BEGIN INFORMATION PROVIDED
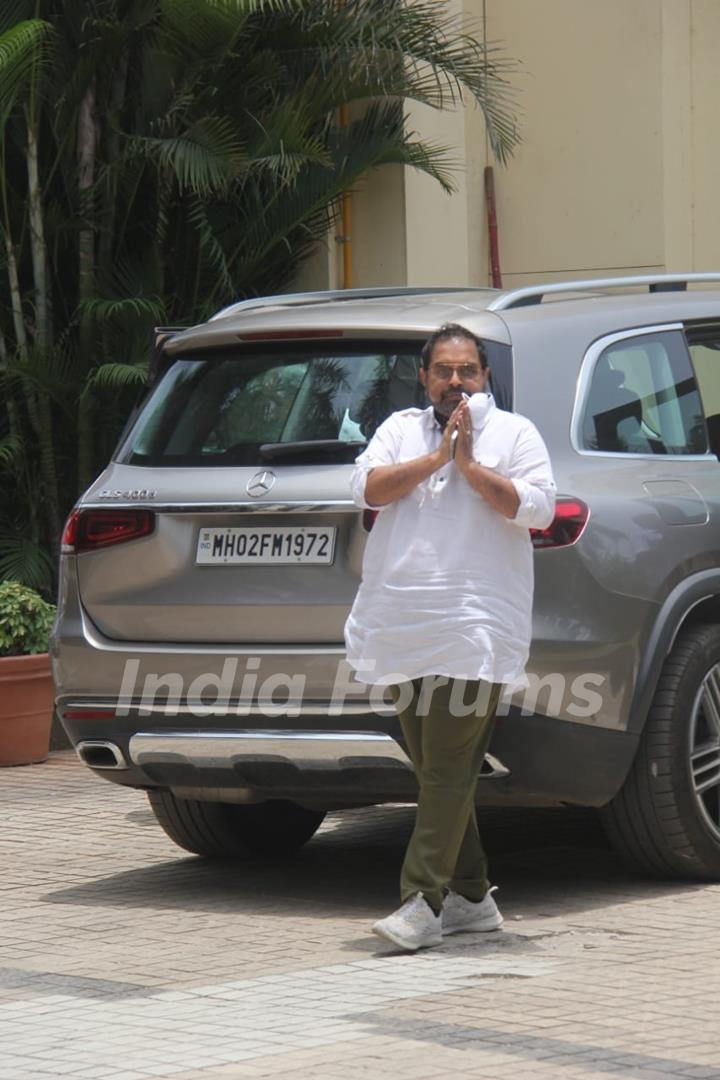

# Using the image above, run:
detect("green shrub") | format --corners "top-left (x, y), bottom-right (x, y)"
top-left (0, 581), bottom-right (56, 657)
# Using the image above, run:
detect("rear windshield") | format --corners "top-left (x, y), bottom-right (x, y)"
top-left (117, 341), bottom-right (512, 467)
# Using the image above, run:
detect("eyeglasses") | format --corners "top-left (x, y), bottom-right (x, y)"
top-left (428, 364), bottom-right (483, 380)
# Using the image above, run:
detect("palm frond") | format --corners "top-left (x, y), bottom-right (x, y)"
top-left (187, 199), bottom-right (235, 296)
top-left (0, 534), bottom-right (53, 592)
top-left (95, 252), bottom-right (166, 309)
top-left (160, 0), bottom-right (246, 57)
top-left (338, 101), bottom-right (457, 192)
top-left (274, 0), bottom-right (520, 163)
top-left (3, 343), bottom-right (83, 412)
top-left (79, 295), bottom-right (166, 324)
top-left (0, 19), bottom-right (52, 125)
top-left (245, 97), bottom-right (333, 186)
top-left (0, 432), bottom-right (22, 469)
top-left (128, 115), bottom-right (247, 194)
top-left (158, 0), bottom-right (300, 74)
top-left (230, 100), bottom-right (457, 291)
top-left (86, 361), bottom-right (149, 392)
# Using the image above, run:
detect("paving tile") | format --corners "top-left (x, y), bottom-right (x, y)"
top-left (2, 753), bottom-right (720, 1079)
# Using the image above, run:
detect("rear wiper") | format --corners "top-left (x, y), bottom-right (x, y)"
top-left (259, 439), bottom-right (366, 460)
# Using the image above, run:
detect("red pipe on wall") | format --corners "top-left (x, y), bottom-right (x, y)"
top-left (484, 165), bottom-right (503, 288)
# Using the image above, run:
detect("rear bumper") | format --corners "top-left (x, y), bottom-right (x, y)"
top-left (59, 702), bottom-right (638, 809)
top-left (77, 728), bottom-right (422, 807)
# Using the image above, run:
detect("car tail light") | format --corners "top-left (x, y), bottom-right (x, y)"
top-left (530, 497), bottom-right (589, 549)
top-left (61, 508), bottom-right (155, 554)
top-left (363, 509), bottom-right (379, 532)
top-left (237, 330), bottom-right (344, 341)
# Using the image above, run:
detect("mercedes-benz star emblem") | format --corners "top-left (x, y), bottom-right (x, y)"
top-left (246, 470), bottom-right (276, 497)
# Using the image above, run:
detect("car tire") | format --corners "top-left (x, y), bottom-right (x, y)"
top-left (601, 623), bottom-right (720, 879)
top-left (147, 790), bottom-right (326, 857)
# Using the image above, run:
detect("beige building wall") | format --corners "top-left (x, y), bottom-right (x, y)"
top-left (490, 0), bottom-right (664, 286)
top-left (689, 0), bottom-right (720, 271)
top-left (294, 0), bottom-right (720, 293)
END INFORMATION PROVIDED
■ REQUIRED WORK
Could you set down every record above exactly as written, leaving out the pictures?

■ RESPONSE AREA
# Using the image above, run:
detect("green shrub") | format --corners "top-left (x, y), bottom-right (x, y)"
top-left (0, 581), bottom-right (56, 657)
# Using the image above, run:
detect("rear windshield") | format --corners "top-left (x, y), bottom-right (x, y)"
top-left (117, 341), bottom-right (512, 467)
# Using the image above, run:
detect("eyeglasses") | format --corners "top-left (x, y), bottom-right (x, y)"
top-left (428, 364), bottom-right (483, 380)
# Using the image above, run:
detect("palm frond") | format --corners "top-left (x, y), bottom-right (x, y)"
top-left (187, 199), bottom-right (235, 296)
top-left (0, 534), bottom-right (53, 592)
top-left (95, 252), bottom-right (166, 309)
top-left (160, 0), bottom-right (246, 57)
top-left (338, 101), bottom-right (457, 192)
top-left (274, 0), bottom-right (520, 163)
top-left (3, 343), bottom-right (83, 412)
top-left (79, 295), bottom-right (166, 324)
top-left (0, 19), bottom-right (52, 125)
top-left (245, 97), bottom-right (333, 186)
top-left (0, 432), bottom-right (22, 469)
top-left (128, 115), bottom-right (247, 194)
top-left (158, 0), bottom-right (300, 74)
top-left (230, 100), bottom-right (457, 291)
top-left (86, 361), bottom-right (149, 392)
# Using the image above, run:
detect("paving tile") | format --corners "top-left (x, y), bottom-right (x, y)"
top-left (2, 753), bottom-right (720, 1079)
# Using the image above, run:
detect("rear wiper") | format --corners "top-left (x, y), bottom-right (x, y)"
top-left (259, 439), bottom-right (366, 460)
# Using the image above, run:
detect("red pipe on wall") | format --corners "top-left (x, y), bottom-right (x, y)"
top-left (484, 165), bottom-right (503, 288)
# Using the image above, run:
detect("rear bumper") | format --corners "top-left (x, y), bottom-right (x, y)"
top-left (59, 702), bottom-right (638, 809)
top-left (77, 728), bottom-right (422, 807)
# Using the image above, run:
detect("car tail light") | format --corners "top-left (x, y), bottom-right (x, y)"
top-left (530, 497), bottom-right (589, 549)
top-left (61, 508), bottom-right (155, 554)
top-left (363, 509), bottom-right (379, 532)
top-left (237, 330), bottom-right (344, 341)
# Using the image above, run:
detect("mercedes-benz star emblem") | format --corners "top-left (x, y), bottom-right (x, y)"
top-left (246, 470), bottom-right (276, 497)
# Using the image above, run:
detect("car tire") | format --corners "top-left (x, y), bottom-right (x, y)"
top-left (601, 623), bottom-right (720, 879)
top-left (147, 790), bottom-right (326, 857)
# Using the image above, run:
detect("beige building wall") | format --corners "top-left (x, y), bottom-right (x, y)"
top-left (490, 0), bottom-right (664, 286)
top-left (689, 0), bottom-right (720, 271)
top-left (294, 0), bottom-right (720, 293)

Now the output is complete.